## BEGIN Exercise materials
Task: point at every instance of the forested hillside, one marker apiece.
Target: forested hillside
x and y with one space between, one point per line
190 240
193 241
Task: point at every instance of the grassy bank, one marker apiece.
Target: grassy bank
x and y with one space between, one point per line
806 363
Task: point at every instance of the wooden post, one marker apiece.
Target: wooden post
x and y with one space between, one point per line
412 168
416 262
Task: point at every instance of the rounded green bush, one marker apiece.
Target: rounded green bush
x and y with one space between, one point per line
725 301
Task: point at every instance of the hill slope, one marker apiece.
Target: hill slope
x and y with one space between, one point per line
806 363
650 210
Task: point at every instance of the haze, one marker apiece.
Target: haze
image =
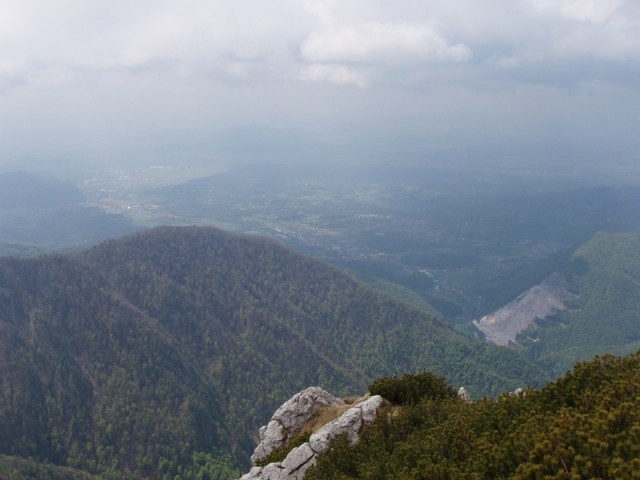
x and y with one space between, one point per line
93 83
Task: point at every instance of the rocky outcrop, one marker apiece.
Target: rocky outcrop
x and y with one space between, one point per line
290 418
294 466
504 325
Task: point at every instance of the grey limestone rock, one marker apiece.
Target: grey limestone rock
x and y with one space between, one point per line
290 418
294 466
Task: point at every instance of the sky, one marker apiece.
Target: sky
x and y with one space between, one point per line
## END Exercise materials
• [Instructions for the task]
Copy out every line of the material above word for word, and leave the picture out of your copy.

• [In response]
Task: point at every instance of the forested hillside, one marker apiece.
Target: forested hillside
x and y with one space between, one point per line
190 240
193 241
Task: point at every instance of the grassy bank, one marker apiece.
Target: grassy bank
x and y with one space between, one point per line
806 363
Task: point at every instance of the wooden post, one marker apiece.
Target: wooden post
x and y with one space between, one point per line
412 168
416 262
Task: point at every instance of the rounded green bush, one marker apiece.
Target: rounded green bush
x and y with one space between, one point per line
725 301
Task: point at every instance of the hill slope, one marker apiece.
Target: hill slope
x and y with one space between, one point per line
806 363
650 210
Task: point at every instance of the haze, one marker apiece.
Target: haze
image =
x and y with one space between, one point per line
93 83
Task: point at every instance of the rocky outcrop, one marker apiece.
Target: rocky outcrop
x and y with one space between, one point per line
290 418
294 466
504 325
Task: point at every instance of the grey limestone rock, one marker apiece.
Target: grey limestone rock
x and y with one space between, one point per line
290 418
294 466
Task: point at every instance of the sky, one marker apiece.
Target: sky
x and y with one space between, one point per line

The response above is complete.